SOURCE:
Nihil Obstat: Language Identification as Text Classification with WEKA

Language Identification, consisting on guessing the natural language in which a text is written (or an utterance is spoken), is not one of the hardest problems in Natural Language Processing, and in consequence, I believe it is a good starting point for learning about the text analysis capabilities available in WEKA.

This is in fact one problem taken by others like in this tutorial on using LingPipe for Language Identification, or by Alejandro Nolla at his post on Detecting Text Language With Python and NLTK. Moreover you can find a wide number of language identification programs, APIs and demos in the Wikipedia article on Language Identification. We may even consider this function as a natural language commodity, as you can see how Google Translate does it on default in the next figure:

The most typical (and rather simple) approach to Language Identification is storing a list of the most frequent character 3-grams in each language and checking the target overlap with each of the lists. Alternatively, you can use stop words lists. Of course, the accuracy depends on how you compute the overlap, but even simple distances can make it rather effective.

However, I will not follow this approach here. Instead, I will show how to build an standard text classifier using WEKA in order to show the options (and how to apply) the StringToWordVector filter, which is the main tool for text analysis in WEKA.

INSTRUCTIONS TO FOLLOW:
In the post on language identification, rewrite everything from "The most typical" down to "it rather effective.", putting "trigrams" in place of "3-grams".

GIVEN INFORMATION:
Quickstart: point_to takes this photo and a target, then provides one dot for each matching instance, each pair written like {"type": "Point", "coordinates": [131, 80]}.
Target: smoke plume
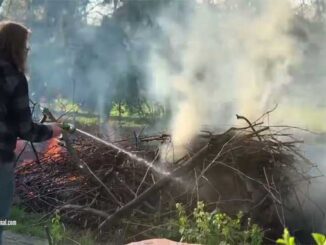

EXERCISE SOLUTION:
The most typical (and rather simple) approach to Language Identification is storing a list of the most frequent character trigrams in each language and checking the target overlap with each of the lists. Alternatively, you can use stop words lists. Of course, the accuracy depends on how you compute the overlap, but even simple distances can make it rather effective.